### PROBLEM
Apart from the pictures, write out all the records exactly.

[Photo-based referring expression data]
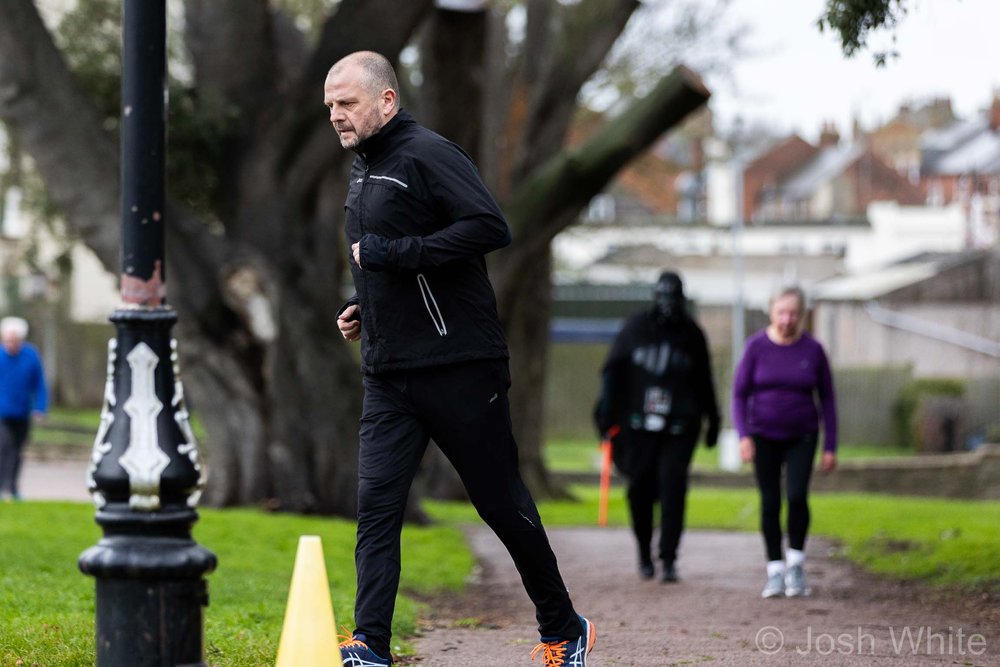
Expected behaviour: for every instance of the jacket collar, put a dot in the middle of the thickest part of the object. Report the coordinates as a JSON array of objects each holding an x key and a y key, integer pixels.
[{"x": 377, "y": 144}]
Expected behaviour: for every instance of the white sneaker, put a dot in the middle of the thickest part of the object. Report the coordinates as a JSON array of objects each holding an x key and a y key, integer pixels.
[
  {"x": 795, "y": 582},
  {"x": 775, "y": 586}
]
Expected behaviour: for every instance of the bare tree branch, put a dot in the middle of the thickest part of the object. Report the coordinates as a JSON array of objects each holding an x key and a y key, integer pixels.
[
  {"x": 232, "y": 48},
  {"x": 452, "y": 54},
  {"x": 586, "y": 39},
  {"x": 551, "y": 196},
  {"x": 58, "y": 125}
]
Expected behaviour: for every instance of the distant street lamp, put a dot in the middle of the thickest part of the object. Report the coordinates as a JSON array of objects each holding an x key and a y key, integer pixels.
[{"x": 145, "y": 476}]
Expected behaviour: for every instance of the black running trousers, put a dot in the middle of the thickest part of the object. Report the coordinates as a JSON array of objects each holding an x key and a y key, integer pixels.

### OUTPUT OF THE EXERCISE
Expected behaviour: for every instance of the jacket collar, put a dot in the middle of the thickest part of the object. Report the coordinates as a JSON array of objects each holding an x key and a y key, integer pixels.
[{"x": 377, "y": 144}]
Expected behaviour: for every instance of the white sneaker, put a dot in the middle of the thickest part of the object. Report the coordinates as a JSON array of objects each holding an x key and a y key, integer pixels.
[
  {"x": 795, "y": 582},
  {"x": 775, "y": 586}
]
Expected behaviour: for every instance of the bare tree branch, put a dot in the middle of the thickest part of the object. Report the coordinates as a JSON array of objects each holding an x key and a y key, integer pixels.
[
  {"x": 232, "y": 48},
  {"x": 452, "y": 54},
  {"x": 586, "y": 39},
  {"x": 551, "y": 196},
  {"x": 58, "y": 125}
]
Expected behaviour: for every instance of the distant street lamp, put a dot in the middle of the thickest part of the object. Report the coordinates as a JSON array of objects each holding an x key and a y key, integer pixels.
[{"x": 145, "y": 476}]
Expected behaviour: for every instance of the black running trousers, put a dot in the middle of the thickest part of the object. Report the coordinates as a JSON array of objects each holding an x key and a y key, integer pixels.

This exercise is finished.